Rewrite the entries starting with the line containing "Please mark the eave" and going on through the end of the entries, replacing "red flower" with "red blossom" and leaving everything else unchanged. Leave the pictures out of your answer.
═══ EXTRACTED INFORMATION
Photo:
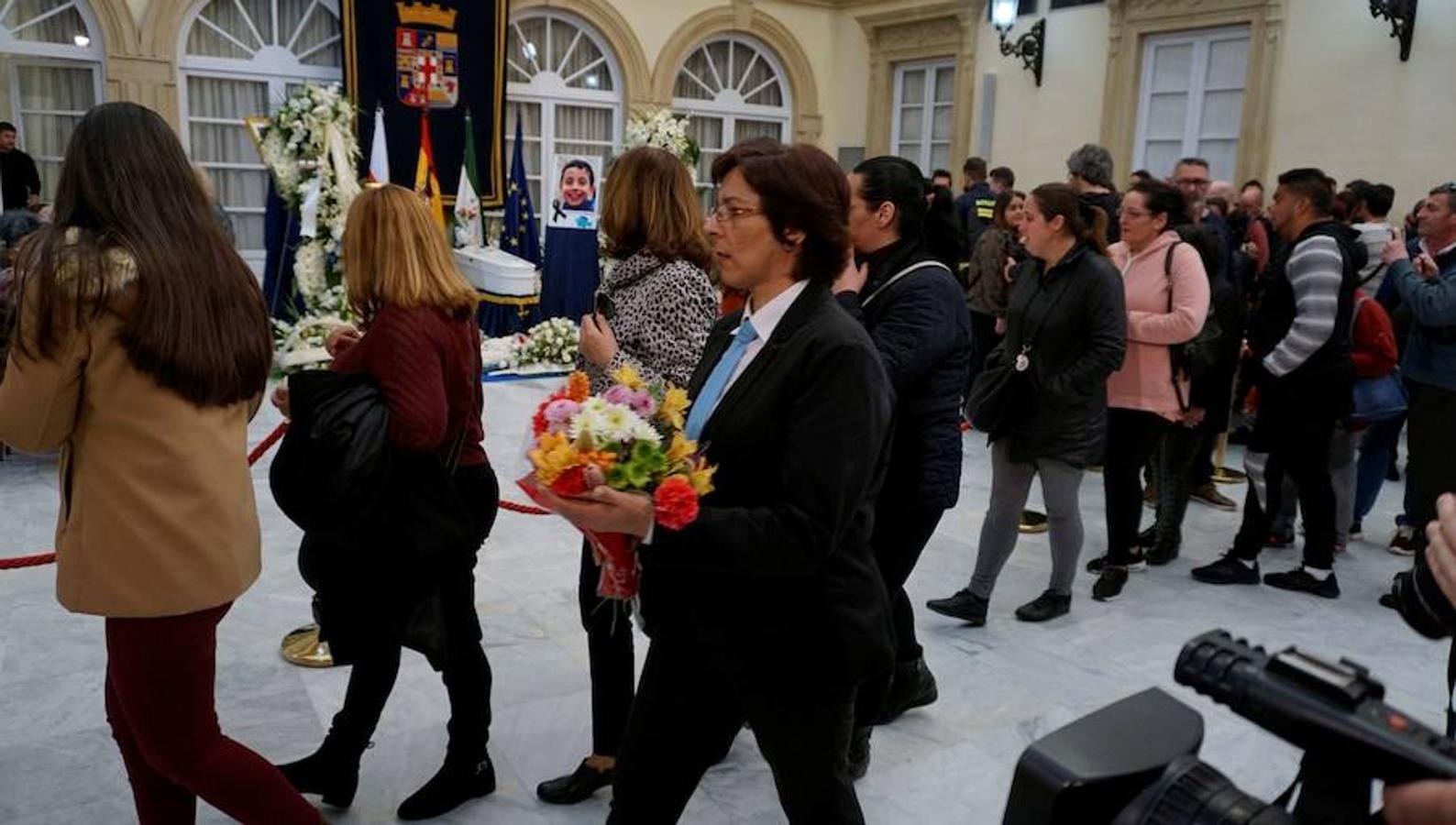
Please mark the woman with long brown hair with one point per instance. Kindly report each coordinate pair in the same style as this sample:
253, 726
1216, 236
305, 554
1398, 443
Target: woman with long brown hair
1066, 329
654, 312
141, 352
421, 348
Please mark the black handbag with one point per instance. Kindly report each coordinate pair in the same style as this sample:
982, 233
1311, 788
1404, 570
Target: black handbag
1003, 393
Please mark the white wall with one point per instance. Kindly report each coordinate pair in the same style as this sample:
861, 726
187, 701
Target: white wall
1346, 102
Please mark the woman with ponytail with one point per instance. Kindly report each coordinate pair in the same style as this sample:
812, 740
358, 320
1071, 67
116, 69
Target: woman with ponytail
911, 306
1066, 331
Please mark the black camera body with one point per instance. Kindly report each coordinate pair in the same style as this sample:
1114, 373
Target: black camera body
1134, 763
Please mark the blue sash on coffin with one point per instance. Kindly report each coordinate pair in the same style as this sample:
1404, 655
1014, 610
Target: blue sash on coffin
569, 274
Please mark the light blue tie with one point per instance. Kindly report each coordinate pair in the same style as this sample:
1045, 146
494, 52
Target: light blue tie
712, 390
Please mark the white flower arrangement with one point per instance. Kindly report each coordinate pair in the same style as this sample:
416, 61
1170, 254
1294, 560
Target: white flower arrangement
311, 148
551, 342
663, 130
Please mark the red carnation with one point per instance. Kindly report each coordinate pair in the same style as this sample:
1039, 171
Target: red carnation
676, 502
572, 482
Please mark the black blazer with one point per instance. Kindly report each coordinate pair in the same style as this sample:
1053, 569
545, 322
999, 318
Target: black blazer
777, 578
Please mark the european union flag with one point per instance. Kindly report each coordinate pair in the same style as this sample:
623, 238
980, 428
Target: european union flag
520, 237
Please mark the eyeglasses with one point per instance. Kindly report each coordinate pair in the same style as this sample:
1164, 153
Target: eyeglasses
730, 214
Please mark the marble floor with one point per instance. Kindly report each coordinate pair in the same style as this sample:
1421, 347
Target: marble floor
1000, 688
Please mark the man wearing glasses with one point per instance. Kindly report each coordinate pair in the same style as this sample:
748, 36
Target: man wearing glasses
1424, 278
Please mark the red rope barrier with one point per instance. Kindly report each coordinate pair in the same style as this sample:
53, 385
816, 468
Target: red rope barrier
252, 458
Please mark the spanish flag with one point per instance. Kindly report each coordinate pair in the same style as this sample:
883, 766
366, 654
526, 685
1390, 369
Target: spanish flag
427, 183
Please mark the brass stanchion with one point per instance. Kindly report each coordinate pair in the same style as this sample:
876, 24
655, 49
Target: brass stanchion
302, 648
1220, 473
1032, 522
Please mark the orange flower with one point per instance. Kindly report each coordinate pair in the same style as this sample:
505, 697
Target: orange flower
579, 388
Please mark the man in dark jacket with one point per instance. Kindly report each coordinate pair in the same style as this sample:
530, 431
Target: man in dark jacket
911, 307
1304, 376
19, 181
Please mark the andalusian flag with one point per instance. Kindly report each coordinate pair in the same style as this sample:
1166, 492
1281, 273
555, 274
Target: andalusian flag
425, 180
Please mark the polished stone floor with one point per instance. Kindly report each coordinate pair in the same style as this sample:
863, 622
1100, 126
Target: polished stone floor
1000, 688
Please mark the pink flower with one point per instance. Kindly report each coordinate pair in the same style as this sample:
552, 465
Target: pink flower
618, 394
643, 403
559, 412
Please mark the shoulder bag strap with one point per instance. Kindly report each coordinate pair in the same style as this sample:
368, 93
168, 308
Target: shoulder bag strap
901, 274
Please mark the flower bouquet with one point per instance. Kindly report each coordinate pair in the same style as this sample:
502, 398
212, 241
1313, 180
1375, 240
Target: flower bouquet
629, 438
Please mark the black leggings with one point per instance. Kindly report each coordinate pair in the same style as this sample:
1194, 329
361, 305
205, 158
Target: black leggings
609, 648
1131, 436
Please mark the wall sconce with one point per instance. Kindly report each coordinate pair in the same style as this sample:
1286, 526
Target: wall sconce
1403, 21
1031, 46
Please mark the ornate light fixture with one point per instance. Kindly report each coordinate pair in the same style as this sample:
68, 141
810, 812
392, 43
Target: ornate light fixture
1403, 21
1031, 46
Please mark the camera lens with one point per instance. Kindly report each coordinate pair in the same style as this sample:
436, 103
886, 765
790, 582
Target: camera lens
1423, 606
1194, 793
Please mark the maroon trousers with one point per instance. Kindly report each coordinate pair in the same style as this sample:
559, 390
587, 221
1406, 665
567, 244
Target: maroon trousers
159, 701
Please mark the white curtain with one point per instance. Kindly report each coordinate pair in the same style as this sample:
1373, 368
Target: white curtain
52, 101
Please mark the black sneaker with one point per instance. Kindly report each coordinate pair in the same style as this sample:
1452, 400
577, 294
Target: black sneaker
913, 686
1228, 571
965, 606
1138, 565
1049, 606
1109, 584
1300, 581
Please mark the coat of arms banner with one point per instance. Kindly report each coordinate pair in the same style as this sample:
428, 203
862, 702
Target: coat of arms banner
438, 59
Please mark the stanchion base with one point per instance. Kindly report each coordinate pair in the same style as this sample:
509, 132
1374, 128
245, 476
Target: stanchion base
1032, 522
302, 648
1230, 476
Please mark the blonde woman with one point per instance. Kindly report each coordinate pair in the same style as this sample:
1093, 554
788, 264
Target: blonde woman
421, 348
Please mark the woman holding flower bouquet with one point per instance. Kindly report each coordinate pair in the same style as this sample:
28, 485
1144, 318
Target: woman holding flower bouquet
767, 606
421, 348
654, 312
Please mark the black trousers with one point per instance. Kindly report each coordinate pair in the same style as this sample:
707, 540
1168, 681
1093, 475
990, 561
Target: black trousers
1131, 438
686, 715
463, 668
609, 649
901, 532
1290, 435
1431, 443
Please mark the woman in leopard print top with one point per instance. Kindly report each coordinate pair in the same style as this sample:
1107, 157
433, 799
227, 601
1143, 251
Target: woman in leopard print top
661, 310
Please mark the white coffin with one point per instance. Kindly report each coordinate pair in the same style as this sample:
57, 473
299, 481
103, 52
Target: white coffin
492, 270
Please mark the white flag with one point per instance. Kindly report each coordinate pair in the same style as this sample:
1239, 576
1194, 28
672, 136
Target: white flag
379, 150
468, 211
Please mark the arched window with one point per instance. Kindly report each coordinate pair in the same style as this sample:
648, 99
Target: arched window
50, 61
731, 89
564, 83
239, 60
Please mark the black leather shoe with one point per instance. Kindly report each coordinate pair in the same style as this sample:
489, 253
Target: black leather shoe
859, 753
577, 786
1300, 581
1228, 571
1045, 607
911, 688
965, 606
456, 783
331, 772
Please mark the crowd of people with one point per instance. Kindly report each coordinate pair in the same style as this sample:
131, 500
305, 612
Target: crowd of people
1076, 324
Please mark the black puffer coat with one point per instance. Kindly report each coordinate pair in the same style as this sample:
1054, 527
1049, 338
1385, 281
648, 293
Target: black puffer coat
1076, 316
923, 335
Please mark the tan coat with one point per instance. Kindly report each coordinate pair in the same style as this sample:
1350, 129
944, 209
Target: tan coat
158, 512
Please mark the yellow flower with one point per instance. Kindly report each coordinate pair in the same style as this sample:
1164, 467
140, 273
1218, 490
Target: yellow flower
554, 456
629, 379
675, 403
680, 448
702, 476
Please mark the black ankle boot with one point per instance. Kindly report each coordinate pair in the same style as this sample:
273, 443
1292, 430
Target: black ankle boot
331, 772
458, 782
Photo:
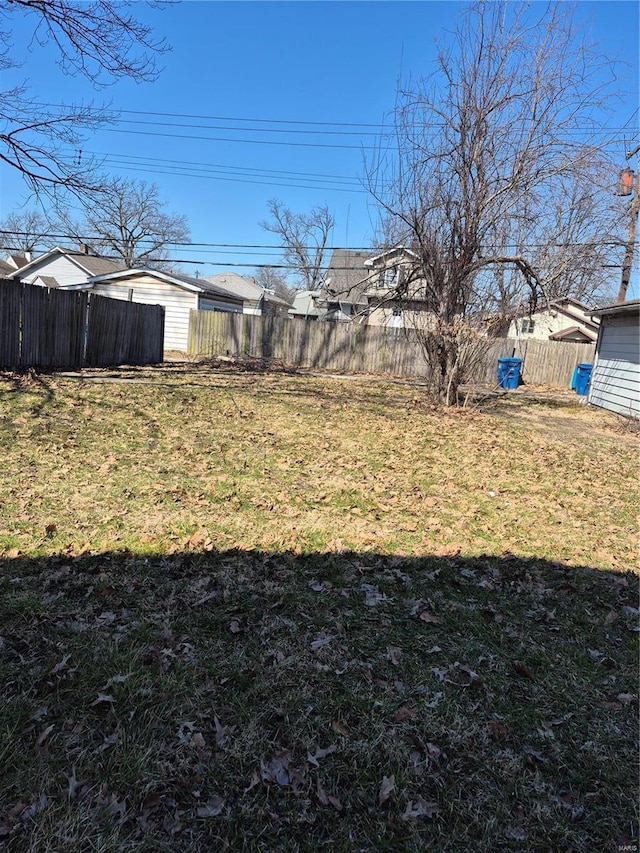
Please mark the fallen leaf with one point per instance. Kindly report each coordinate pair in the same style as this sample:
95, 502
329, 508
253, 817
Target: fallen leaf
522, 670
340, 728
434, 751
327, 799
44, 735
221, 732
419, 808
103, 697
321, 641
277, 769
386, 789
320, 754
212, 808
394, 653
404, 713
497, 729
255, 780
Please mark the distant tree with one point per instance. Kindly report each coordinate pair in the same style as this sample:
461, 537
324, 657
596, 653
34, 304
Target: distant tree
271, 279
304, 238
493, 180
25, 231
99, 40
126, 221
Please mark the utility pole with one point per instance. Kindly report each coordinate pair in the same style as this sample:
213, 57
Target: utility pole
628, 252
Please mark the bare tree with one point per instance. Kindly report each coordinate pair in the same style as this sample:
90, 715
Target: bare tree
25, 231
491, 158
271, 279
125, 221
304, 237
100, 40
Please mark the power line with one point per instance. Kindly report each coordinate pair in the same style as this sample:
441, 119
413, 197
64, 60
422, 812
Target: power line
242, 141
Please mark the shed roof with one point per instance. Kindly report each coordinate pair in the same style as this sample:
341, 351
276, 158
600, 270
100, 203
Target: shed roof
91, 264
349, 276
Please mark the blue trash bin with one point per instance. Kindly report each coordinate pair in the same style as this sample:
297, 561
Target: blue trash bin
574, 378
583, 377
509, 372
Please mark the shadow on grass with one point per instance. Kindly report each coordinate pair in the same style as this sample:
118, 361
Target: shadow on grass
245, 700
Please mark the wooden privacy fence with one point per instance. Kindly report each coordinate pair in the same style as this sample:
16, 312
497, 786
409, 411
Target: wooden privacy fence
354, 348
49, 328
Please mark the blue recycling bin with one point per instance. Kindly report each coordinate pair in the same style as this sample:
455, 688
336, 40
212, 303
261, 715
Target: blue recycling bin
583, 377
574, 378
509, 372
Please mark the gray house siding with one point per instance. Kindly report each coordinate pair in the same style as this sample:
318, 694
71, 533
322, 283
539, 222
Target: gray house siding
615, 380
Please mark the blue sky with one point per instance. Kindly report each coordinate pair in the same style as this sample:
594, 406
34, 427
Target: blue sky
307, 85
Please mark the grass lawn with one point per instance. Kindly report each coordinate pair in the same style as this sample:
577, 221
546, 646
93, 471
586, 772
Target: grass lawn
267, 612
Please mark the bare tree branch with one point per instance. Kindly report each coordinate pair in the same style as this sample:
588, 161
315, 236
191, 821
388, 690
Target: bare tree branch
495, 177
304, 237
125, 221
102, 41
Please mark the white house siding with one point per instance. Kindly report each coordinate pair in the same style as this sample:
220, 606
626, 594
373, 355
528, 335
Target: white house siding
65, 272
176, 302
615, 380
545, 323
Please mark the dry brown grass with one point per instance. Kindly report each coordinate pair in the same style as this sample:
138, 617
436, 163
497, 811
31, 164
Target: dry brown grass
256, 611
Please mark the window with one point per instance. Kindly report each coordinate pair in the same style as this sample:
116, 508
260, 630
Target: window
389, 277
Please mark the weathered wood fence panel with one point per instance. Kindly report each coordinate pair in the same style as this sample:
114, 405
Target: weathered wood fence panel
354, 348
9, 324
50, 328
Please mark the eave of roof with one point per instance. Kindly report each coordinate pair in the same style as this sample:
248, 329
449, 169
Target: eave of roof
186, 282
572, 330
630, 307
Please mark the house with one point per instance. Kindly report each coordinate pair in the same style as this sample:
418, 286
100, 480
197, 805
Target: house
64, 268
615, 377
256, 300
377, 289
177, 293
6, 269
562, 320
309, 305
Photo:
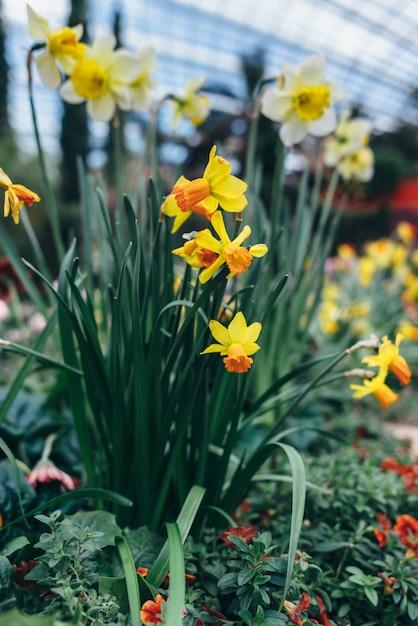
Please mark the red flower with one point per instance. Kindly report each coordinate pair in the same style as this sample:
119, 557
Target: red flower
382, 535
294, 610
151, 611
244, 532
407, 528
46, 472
══════
TASK RESULT -
Please mark the eave of roof with one point per instance. Kindly report each coordinate pair in the same style as this sample:
248, 329
449, 169
Target: eave of roof
186, 282
572, 330
630, 307
Please mark the house with one point per instance. Kindly report each coordinate pair in the same style as this sample:
418, 286
100, 480
197, 805
Target: house
64, 268
615, 377
256, 300
377, 289
177, 293
6, 269
562, 320
309, 305
Photo:
Please mark the red blossom with one point per instance. Kindly report each coordinate pair in the same style as this sample:
119, 557
Target: red blossom
382, 535
294, 610
151, 611
244, 532
407, 528
46, 472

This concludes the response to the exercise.